--- Text block Enclosed Below ---

This image sums up my life 20 years and still learning from my two back surgeries. I feel the connection because most sharks literally can’t stop moving or they’ll drown; similarly I believe I can’t stop moving or I’ll be in constant pain for the rest of my life.
It took me years to understand this simple fact about my body – honestly I used to pity myself because I thought chronic pain had robbed me of my ability to relax. But I slowly realized that maintaining my lower back injuries required constant movement – a revelation that first hit me when I borrowed my stepdad’s bike one day while recovering from my second surgery.
My sister gave me my first health club membership, at Bally’s in suburban Denver in the early 1990’s. Since then I have always joined the closest health club to my workplace, and supplemented all kinds of gym workouts (aerobic, weights, core, exercises classes) with mountain biking and walking/hiking (I currently belong to two gyms – one a 7 minute walk from work, the other within a quick bike ride from my house.)
Don’t get me wrong – there were days and weeks and months over that time that I didn’t work out enough, or at all. Through the peaks and valleys of my ongoing recovery, my weight fluctuated between 185-230, and often I justified my lack of activity because I was afraid that I might hurt my back working out.
I credit an orthopedic doctor in Bend, Ore. for telling it to me straight. She said my back was unstable because the muscles around it were weak. She told me to get on my bike, even if it hurt at first.
I have had other revelations about strategies for managing my back – deep tissue massage, core exercises, light weight training with high reps, ice, handling stress more effectively- but deep down I know that exercise and movement has always been the one thing that saved me from a life in chronic pain.

--- End of Enclosed Text block ---
--- Dataset content Enclosed Below ---

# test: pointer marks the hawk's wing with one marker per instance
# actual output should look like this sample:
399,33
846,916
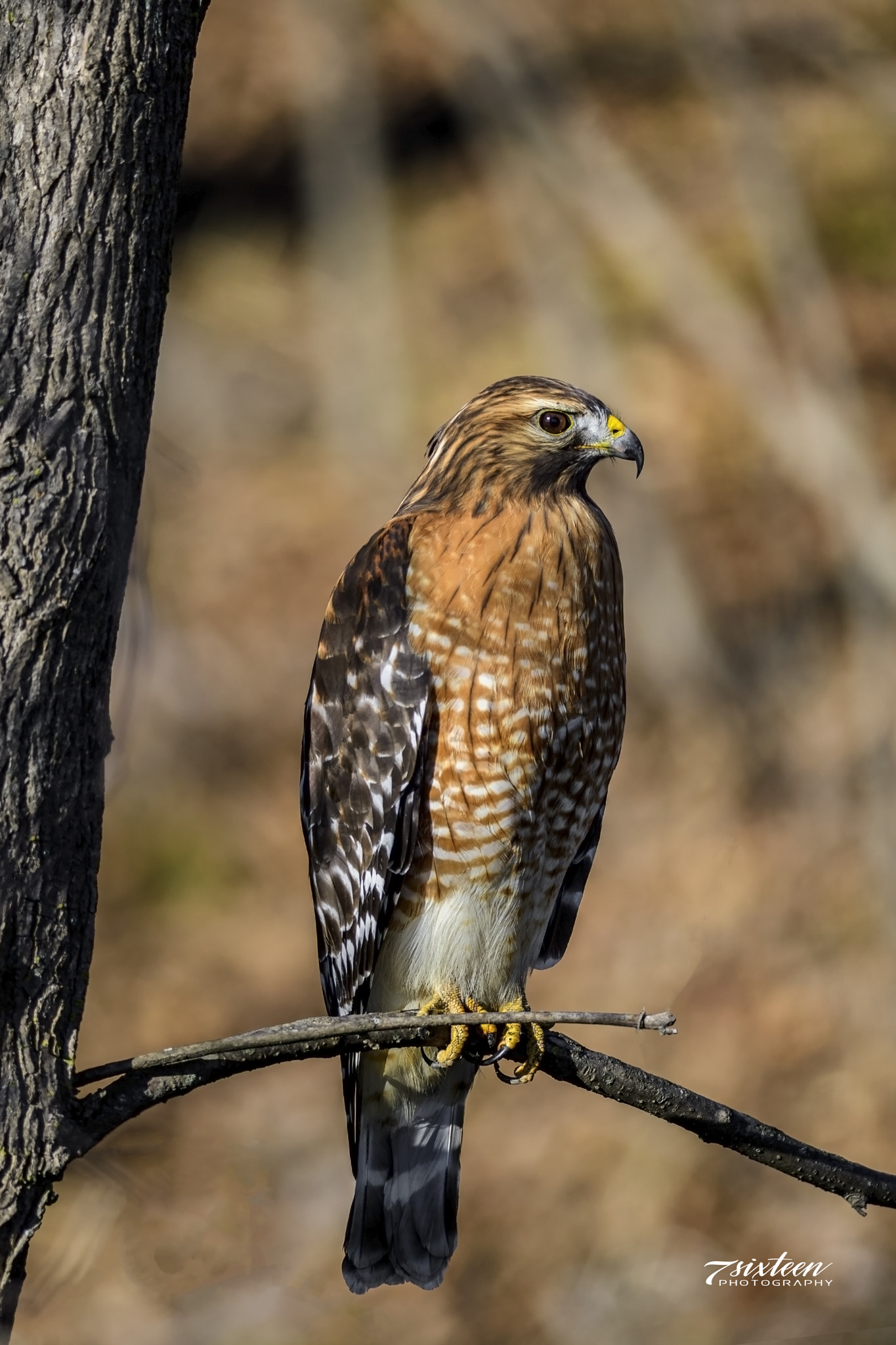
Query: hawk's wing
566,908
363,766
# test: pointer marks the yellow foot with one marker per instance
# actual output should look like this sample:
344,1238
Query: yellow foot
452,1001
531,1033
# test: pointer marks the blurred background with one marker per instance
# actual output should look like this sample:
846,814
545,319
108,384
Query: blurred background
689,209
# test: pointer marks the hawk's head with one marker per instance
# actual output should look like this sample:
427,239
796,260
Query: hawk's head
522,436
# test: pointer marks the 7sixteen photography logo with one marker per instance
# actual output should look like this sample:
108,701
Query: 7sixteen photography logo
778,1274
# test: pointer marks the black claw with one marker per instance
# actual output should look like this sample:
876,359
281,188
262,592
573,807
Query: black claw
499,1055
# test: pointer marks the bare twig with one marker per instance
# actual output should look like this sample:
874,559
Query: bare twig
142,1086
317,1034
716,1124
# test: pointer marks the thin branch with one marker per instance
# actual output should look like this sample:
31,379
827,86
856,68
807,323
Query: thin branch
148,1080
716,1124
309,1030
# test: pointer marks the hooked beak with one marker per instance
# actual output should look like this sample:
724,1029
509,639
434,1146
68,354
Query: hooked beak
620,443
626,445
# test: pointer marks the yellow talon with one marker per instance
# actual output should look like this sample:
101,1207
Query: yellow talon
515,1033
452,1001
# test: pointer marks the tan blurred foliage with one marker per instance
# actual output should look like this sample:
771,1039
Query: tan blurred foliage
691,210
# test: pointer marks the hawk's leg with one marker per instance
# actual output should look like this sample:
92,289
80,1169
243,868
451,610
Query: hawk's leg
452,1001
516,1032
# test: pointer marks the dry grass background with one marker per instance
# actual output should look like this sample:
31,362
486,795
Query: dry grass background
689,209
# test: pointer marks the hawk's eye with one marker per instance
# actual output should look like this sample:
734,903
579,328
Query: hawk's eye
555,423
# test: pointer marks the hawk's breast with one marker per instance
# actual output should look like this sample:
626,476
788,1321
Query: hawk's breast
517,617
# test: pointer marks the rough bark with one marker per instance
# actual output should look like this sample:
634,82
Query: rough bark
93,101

--- End of Enclosed Dataset content ---

Your assignment:
Write out the passage about living with back pain from "I credit an" to "in chronic pain.", word for word.

Exercise result:
I credit an orthopedic doctor in Bend, Ore. for telling it to me straight. She said my back was unstable because the muscles around it were weak. She told me to get on my bike, even if it hurt at first.
I have had other revelations about strategies for managing my back – deep tissue massage, core exercises, light weight training with high reps, ice, handling stress more effectively- but deep down I know that exercise and movement has always been the one thing that saved me from a life in chronic pain.